» **TRABALHO A REALIZAR**
**A.** Segundo o trecho abaixo sobre a Oração Sacerdotal, por quais três coisas Cristo ora em favor dos Seus? Liste-as.
**B.** Devolva, sem alterações, a parte do trecho sobre a Oração Sacerdotal que começa em "Cristo – o grande, definitivo" e segue até "Seus (vv. 24-26)".

Um blog do Ministério Fiel
A petição de Cristo na Oração Sacerdotal
A estrutura e conteúdo da Oração Sacerdotal de Cristo
Em João 17, Cristo intercede de maneira fervorosa e poderosa por Seus discípulos. Sua oração veio a ser conhecida como a oração sacerdotal, embora em nenhum lugar nesta oração encontremos a palavra “sacerdote”. No entanto, Cristo mostra claramente Sua função sacerdotal na própria forma e substância desta oração. Qual foi a função de Cristo como o grande Sumo Sacerdote? Como a pergunta e resposta 31 do Catecismo de Heidelberg diz sobre Cristo, Ele é “nosso único Sumo Sacerdote… Ele nos resgatou pelo único sacrifício de seu corpo e, continuamente, intercede por nós junto ao Pai”. Essas funções sacerdotais (especialmente intercessão) são exibidas em toda esta seção da oração (Jo. 17:19-26). Jesus, o grande Sumo Sacerdote, intercede por Seus discípulos e, de fato, por toda a igreja. Ele ora pelos Seus, aqueles que o Pai lhe deu.
Cristo – o grande, definitivo e supremo Sumo Sacerdote – vem diante do Pai com poder para interceder por Seus discípulos com três pedidos a serem apresentados a Seu Pai. O que podemos aprender sobre o coração do Salvador por meio de Suas petições de intercessão? Quais são os três pedidos de oração que o Sumo Sacerdote apresenta ao Seu Pai celestial? João 17:19-26 nos diz que Cristo ora pelos Seus e por Sua consagração, unidade e glória.
Os Seus (vv. 24-26)

» **SEÇÃO DE DADOS**
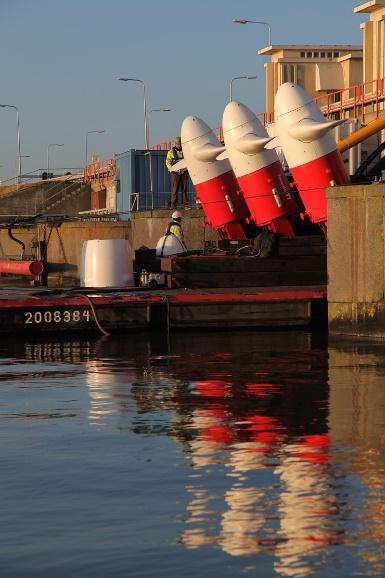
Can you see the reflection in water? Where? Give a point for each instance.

» **RESPOSTAS**
**A.** Consagração, unidade e glória.

**B.**
Cristo – o grande, definitivo e supremo Sumo Sacerdote – vem diante do Pai com poder para interceder por Seus discípulos com três pedidos a serem apresentados a Seu Pai. O que podemos aprender sobre o coração do Salvador por meio de Suas petições de intercessão? Quais são os três pedidos de oração que o Sumo Sacerdote apresenta ao Seu Pai celestial? João 17:19-26 nos diz que Cristo ora pelos Seus e por Sua consagração, unidade e glória.
Os Seus (vv. 24-26)